■ SET EXERCISE: Reproduce every entry exactly.

Records from a data source:

----------

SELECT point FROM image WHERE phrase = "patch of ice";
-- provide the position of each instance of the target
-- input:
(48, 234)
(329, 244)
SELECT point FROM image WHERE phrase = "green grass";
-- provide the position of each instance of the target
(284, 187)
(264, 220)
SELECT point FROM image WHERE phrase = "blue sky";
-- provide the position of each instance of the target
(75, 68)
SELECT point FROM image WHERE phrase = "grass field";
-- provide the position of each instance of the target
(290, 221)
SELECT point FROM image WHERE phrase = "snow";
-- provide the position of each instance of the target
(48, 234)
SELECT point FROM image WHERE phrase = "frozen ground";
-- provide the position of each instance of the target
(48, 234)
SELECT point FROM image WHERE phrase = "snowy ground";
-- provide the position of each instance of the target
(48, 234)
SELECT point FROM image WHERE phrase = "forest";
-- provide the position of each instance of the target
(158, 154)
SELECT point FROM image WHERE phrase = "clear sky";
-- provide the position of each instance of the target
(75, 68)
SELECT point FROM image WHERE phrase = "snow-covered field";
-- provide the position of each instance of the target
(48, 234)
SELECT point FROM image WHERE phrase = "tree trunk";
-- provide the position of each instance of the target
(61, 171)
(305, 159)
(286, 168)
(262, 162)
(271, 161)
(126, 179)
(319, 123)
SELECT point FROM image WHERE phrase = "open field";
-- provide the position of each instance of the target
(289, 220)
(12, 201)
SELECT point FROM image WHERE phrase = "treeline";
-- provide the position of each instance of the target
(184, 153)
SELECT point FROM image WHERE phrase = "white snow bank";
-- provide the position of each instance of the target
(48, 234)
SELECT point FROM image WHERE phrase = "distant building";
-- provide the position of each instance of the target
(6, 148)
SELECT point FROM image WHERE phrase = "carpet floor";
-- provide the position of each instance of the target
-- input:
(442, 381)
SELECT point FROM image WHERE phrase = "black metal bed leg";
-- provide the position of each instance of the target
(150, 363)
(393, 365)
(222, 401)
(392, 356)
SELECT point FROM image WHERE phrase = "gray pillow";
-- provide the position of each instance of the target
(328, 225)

----------

■ FULL SOLUTION:
SELECT point FROM image WHERE phrase = "patch of ice";
-- provide the position of each instance of the target
-- input:
(48, 234)
(329, 244)
SELECT point FROM image WHERE phrase = "green grass";
-- provide the position of each instance of the target
(284, 187)
(264, 220)
SELECT point FROM image WHERE phrase = "blue sky";
-- provide the position of each instance of the target
(75, 68)
SELECT point FROM image WHERE phrase = "grass field";
-- provide the position of each instance of the target
(290, 221)
SELECT point FROM image WHERE phrase = "snow";
-- provide the position of each instance of the target
(48, 234)
SELECT point FROM image WHERE phrase = "frozen ground";
-- provide the position of each instance of the target
(48, 234)
SELECT point FROM image WHERE phrase = "snowy ground";
-- provide the position of each instance of the target
(48, 234)
SELECT point FROM image WHERE phrase = "forest";
-- provide the position of each instance of the target
(158, 154)
SELECT point FROM image WHERE phrase = "clear sky";
-- provide the position of each instance of the target
(75, 68)
SELECT point FROM image WHERE phrase = "snow-covered field";
-- provide the position of each instance of the target
(48, 234)
SELECT point FROM image WHERE phrase = "tree trunk";
-- provide the position of each instance of the target
(61, 171)
(305, 159)
(286, 168)
(262, 162)
(271, 161)
(126, 179)
(319, 123)
SELECT point FROM image WHERE phrase = "open field";
-- provide the position of each instance of the target
(289, 220)
(12, 201)
SELECT point FROM image WHERE phrase = "treeline";
-- provide the position of each instance of the target
(184, 153)
SELECT point FROM image WHERE phrase = "white snow bank";
-- provide the position of each instance of the target
(48, 234)
SELECT point FROM image WHERE phrase = "distant building";
-- provide the position of each instance of the target
(6, 148)
SELECT point FROM image WHERE phrase = "carpet floor";
-- provide the position of each instance of the target
-- input:
(442, 381)
SELECT point FROM image WHERE phrase = "black metal bed leg";
-- provide the position of each instance of the target
(150, 363)
(393, 365)
(222, 401)
(392, 356)
SELECT point FROM image WHERE phrase = "gray pillow";
-- provide the position of each instance of the target
(328, 225)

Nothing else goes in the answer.